Present every line of the items below as a Markdown table with two columns, Row and Line, giving each line a row number and leaving out blank lines.

· · · ·

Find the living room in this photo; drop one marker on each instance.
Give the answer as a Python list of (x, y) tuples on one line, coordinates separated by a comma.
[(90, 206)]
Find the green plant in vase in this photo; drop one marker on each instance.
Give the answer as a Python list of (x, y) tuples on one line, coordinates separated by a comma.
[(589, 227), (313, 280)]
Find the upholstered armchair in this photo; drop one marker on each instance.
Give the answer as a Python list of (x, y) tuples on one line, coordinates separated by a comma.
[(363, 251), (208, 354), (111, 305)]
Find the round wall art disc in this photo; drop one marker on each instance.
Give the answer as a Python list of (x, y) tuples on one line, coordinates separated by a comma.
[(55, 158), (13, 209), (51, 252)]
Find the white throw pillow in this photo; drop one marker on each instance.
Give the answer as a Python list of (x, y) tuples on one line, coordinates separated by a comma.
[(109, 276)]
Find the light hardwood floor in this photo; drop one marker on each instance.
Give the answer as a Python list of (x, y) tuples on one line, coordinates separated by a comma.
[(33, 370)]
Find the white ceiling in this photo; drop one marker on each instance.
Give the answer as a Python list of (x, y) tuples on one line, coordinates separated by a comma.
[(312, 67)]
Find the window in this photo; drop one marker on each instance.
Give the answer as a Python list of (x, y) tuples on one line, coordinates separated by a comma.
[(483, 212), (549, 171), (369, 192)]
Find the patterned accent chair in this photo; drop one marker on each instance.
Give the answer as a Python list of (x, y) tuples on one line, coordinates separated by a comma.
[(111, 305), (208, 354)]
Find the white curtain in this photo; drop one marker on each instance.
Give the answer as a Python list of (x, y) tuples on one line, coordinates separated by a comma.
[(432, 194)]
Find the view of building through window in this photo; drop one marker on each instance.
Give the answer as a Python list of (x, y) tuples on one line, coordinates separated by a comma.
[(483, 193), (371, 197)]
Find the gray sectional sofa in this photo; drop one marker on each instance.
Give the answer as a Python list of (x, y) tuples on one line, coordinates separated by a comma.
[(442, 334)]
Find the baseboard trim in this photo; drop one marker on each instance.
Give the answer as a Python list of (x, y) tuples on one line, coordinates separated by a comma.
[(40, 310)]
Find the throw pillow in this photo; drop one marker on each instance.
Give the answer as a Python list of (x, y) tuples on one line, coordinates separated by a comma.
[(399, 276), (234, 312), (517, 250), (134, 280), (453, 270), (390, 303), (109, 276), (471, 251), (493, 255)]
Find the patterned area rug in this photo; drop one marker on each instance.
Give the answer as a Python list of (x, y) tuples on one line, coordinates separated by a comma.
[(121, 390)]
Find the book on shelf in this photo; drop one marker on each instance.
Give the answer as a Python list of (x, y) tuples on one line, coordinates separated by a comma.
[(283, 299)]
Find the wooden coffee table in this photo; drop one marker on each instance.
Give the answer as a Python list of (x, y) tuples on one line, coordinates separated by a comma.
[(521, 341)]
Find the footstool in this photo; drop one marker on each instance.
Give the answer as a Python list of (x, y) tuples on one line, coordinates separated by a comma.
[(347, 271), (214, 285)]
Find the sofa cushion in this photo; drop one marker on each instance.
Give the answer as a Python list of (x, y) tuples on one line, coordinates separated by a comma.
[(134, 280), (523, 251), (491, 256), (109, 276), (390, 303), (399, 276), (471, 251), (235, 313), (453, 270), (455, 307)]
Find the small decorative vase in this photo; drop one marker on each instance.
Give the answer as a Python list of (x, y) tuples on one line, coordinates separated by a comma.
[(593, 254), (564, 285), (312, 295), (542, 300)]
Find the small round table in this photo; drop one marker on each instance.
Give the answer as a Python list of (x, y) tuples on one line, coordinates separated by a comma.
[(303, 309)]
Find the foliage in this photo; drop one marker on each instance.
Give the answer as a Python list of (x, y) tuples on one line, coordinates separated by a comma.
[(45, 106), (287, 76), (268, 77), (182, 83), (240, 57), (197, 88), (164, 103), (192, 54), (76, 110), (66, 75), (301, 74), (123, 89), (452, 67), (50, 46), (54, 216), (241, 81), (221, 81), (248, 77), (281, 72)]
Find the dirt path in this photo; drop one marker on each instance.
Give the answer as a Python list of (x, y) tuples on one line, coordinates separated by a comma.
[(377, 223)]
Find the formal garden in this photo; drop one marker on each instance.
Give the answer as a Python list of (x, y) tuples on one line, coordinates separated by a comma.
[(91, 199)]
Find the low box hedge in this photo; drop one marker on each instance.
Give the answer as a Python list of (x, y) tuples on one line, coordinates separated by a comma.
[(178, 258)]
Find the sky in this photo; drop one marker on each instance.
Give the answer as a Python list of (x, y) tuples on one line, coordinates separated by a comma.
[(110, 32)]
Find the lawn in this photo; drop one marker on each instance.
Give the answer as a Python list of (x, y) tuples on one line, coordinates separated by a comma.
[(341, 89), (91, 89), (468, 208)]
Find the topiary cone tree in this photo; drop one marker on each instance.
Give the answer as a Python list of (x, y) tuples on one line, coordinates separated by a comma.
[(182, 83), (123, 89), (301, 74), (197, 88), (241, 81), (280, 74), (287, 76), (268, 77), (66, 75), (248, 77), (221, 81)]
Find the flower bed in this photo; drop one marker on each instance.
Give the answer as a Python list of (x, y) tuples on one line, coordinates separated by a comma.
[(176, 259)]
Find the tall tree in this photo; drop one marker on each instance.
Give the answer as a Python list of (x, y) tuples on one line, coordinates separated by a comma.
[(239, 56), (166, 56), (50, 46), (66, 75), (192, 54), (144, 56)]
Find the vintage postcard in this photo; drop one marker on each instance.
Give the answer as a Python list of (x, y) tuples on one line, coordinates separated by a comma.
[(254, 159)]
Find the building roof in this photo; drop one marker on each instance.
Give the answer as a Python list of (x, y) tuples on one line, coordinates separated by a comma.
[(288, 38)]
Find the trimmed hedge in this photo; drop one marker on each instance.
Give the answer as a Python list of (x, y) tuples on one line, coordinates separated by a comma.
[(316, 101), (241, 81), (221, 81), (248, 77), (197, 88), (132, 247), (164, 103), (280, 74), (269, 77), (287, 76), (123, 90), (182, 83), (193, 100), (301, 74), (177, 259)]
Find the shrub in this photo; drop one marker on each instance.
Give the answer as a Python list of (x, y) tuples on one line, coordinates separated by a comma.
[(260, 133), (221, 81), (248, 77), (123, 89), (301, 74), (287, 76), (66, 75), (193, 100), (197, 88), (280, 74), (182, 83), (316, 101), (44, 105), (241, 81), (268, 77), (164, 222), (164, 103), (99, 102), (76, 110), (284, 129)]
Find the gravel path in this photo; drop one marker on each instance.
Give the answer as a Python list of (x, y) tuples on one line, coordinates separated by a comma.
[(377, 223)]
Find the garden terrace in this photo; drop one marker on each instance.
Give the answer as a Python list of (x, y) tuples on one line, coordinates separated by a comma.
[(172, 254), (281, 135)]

· · · ·

§ Result of the exercise
| Row | Line |
|---|---|
| 1 | Find the living room in this photo; drop one marker on each instance. |
| 2 | Give the answer as a Python list of (x, y) tuples on one line, coordinates separated by a comma. |
| 3 | [(90, 206)] |
| 4 | Find the green plant in vase in this photo; drop one marker on each instance. |
| 5 | Give the answer as a Python list of (x, y) tuples on one line, coordinates separated by a comma. |
| 6 | [(589, 227), (313, 280)] |
| 7 | Find the upholstered armchair in this photo; drop one marker on each instance. |
| 8 | Give the answer as a Python list of (x, y) tuples on one line, coordinates separated by a comma. |
| 9 | [(363, 251), (208, 354), (111, 305)] |
| 10 | Find the round wall art disc in this photo; drop one marker on each instance. |
| 11 | Give the answer as a Python list of (x, y) tuples on one line, coordinates separated by a comma. |
| 12 | [(55, 158), (13, 209), (51, 252)] |
| 13 | Find the white throw pillow in this photo; drop one marker on each instance. |
| 14 | Give the answer as a Python list of (x, y) tuples on one line, coordinates separated by a comma. |
| 15 | [(109, 276)] |
| 16 | Find the light hardwood floor in this photo; drop one marker on each instance. |
| 17 | Give the answer as a Python list of (x, y) tuples on one line, coordinates separated by a comma. |
| 18 | [(33, 370)] |
| 19 | Find the white ceiling in this photo; drop one marker on each instance. |
| 20 | Give the answer as a Python list of (x, y) tuples on one line, coordinates separated by a comma. |
| 21 | [(312, 67)] |
| 22 | Find the window in this photo; drop one marker on each instance. |
| 23 | Give the answer as a Python list of (x, y) tuples on one line, coordinates separated by a comma. |
| 24 | [(483, 212), (549, 171), (369, 192)] |
| 25 | Find the patterned accent chair in this photo; drop one marker on each instance. |
| 26 | Give the answer as a Python list of (x, y) tuples on one line, coordinates separated by a comma. |
| 27 | [(111, 305), (208, 354)] |
| 28 | Find the white curtain in this photo; drop one marker on each instance. |
| 29 | Give the answer as a Python list of (x, y) tuples on one line, coordinates separated by a comma. |
| 30 | [(432, 194)] |
| 31 | Find the view of building through window in this photo; drop one marker on each instance. |
| 32 | Give the answer as a Python list of (x, y) tuples on one line, coordinates separated by a comma. |
| 33 | [(483, 193), (371, 197)] |
| 34 | Find the gray sectional sofa in this photo; drop one marker on each instance. |
| 35 | Give the answer as a Python list of (x, y) tuples on one line, coordinates separated by a comma. |
| 36 | [(442, 334)] |
| 37 | Find the baseboard trim in this photo; drop one marker on each instance. |
| 38 | Give the answer as a Python list of (x, y) tuples on one line, coordinates separated by a comma. |
| 39 | [(40, 310)] |
| 40 | Find the throw pillow in this photo; drop one marker on each instance. |
| 41 | Give the answer as a Python list of (x, y) tuples on one line, coordinates separated by a comma. |
| 42 | [(399, 276), (234, 312), (517, 250), (134, 280), (453, 270), (390, 303), (109, 276), (471, 251), (493, 255)] |
| 43 | Find the patterned area rug in this photo; drop one marker on each instance. |
| 44 | Give the answer as a Python list of (x, y) tuples on one line, coordinates separated by a comma. |
| 45 | [(121, 390)] |
| 46 | Find the book on shelf in this photo; drop one marker on each instance. |
| 47 | Give the answer as a Python list of (x, y) tuples on one line, coordinates separated by a comma. |
| 48 | [(283, 299)] |
| 49 | Find the wooden coffee table in this photo; drop one marker on each instance. |
| 50 | Give the answer as a Python list of (x, y) tuples on one line, coordinates separated by a comma. |
| 51 | [(521, 341)] |
| 52 | Find the footstool in this photo; drop one marker on each instance. |
| 53 | Give the answer as a Python list of (x, y) tuples on one line, coordinates separated by a comma. |
| 54 | [(347, 271), (214, 285)] |
| 55 | Find the sofa cushion in this photo; drop one marker on each instance. |
| 56 | Give the answer as a Python list of (x, y) tuples on one line, coordinates separated by a comma. |
| 57 | [(134, 280), (523, 251), (491, 256), (109, 276), (390, 303), (399, 276), (471, 251), (235, 313), (453, 270), (455, 307)] |
| 58 | Find the small decorative vase in this photo; drop one marker on each instance. |
| 59 | Give the answer as a Python list of (x, y) tuples on one line, coordinates separated by a comma. |
| 60 | [(593, 254), (564, 285), (312, 295), (542, 300)] |
| 61 | Find the small round table in this photo; drop one marker on each instance. |
| 62 | Give the answer as a Python list of (x, y) tuples on one line, coordinates separated by a comma. |
| 63 | [(303, 309)] |
| 64 | Find the foliage in this photo; drop one marker on each instance. |
| 65 | Give the answer as a Python list of (x, y) tuples on one line, coordinates separated by a comma. |
| 66 | [(45, 106), (287, 76), (268, 77), (182, 83), (240, 57), (197, 88), (164, 103), (192, 54), (76, 110), (66, 75), (301, 74), (123, 89), (452, 67), (50, 46), (54, 216), (241, 81), (221, 81), (248, 77), (281, 72)] |
| 67 | Find the dirt path in this photo; drop one marker on each instance. |
| 68 | Give the answer as a Python list of (x, y) tuples on one line, coordinates separated by a comma. |
| 69 | [(377, 223)] |
| 70 | Find the formal garden in this photo; drop one marker on each instance. |
| 71 | Give the answer as a Python list of (x, y) tuples on one line, coordinates separated by a comma. |
| 72 | [(91, 199)] |
| 73 | Find the low box hedge in this photo; drop one marker on each instance. |
| 74 | Give the answer as a Python list of (x, y) tuples on one line, coordinates separated by a comma. |
| 75 | [(178, 258)] |
| 76 | Find the sky in this photo; drop one marker on each instance. |
| 77 | Give the answer as a Python list of (x, y) tuples on one line, coordinates separated by a comma. |
| 78 | [(110, 32)] |
| 79 | Find the lawn in this photo; drop one marker on each instance. |
| 80 | Give the answer as a Python list of (x, y) tuples on one line, coordinates separated by a comma. |
| 81 | [(341, 89), (91, 89), (468, 208)] |
| 82 | Find the topiary cone tree in this photo; drop one marker on each instance. |
| 83 | Give the answer as a Python list of (x, y) tuples on one line, coordinates separated by a comma. |
| 84 | [(182, 83), (123, 89), (301, 74), (197, 88), (241, 81), (280, 74), (287, 76), (268, 77), (66, 75), (248, 77), (221, 81)] |
| 85 | Find the flower bed in this photo; drop one marker on each instance. |
| 86 | Give the answer as a Python list of (x, y) tuples on one line, coordinates separated by a comma. |
| 87 | [(176, 259)] |
| 88 | Find the tall tree in this photo; drop one marker on each instance. |
| 89 | Give the answer as a Python list of (x, y) tuples on one line, coordinates separated by a comma. |
| 90 | [(239, 56), (166, 56), (50, 46), (66, 75), (192, 54), (144, 56)] |
| 91 | Find the vintage postcard in this photo; drop one marker on each instance. |
| 92 | Give the answer as a Python list of (x, y) tuples on one line, coordinates separated by a comma. |
| 93 | [(254, 159)] |
| 94 | Find the building roof in this photo; drop one marker on each instance. |
| 95 | Give the answer as a Python list of (x, y) tuples on one line, coordinates separated by a comma. |
| 96 | [(288, 38)] |
| 97 | Find the trimmed hedge in this photo; drop one marker on each instance. |
| 98 | Give the answer as a Python list of (x, y) tuples on one line, coordinates separated by a comma. |
| 99 | [(316, 101), (241, 81), (221, 81), (248, 77), (197, 88), (132, 247), (164, 103), (280, 74), (269, 77), (287, 76), (123, 90), (182, 83), (193, 100), (301, 74), (177, 259)] |
| 100 | Find the shrub in this photo; drop one marker on each instance. |
| 101 | Give the answer as a Python list of (x, y) tuples on one line, coordinates separated by a comma. |
| 102 | [(260, 133), (221, 81), (248, 77), (123, 89), (301, 74), (287, 76), (66, 75), (193, 100), (197, 88), (280, 74), (182, 83), (316, 101), (44, 105), (241, 81), (268, 77), (164, 222), (164, 103), (99, 102), (76, 110), (284, 129)] |
| 103 | Find the gravel path in this photo; drop one marker on each instance. |
| 104 | Give the answer as a Python list of (x, y) tuples on one line, coordinates separated by a comma. |
| 105 | [(377, 223)] |
| 106 | Find the garden terrace in this photo; drop one marker on each instance. |
| 107 | Give the answer as a Python list of (x, y) tuples on one line, coordinates separated by a comma. |
| 108 | [(172, 254), (281, 135)] |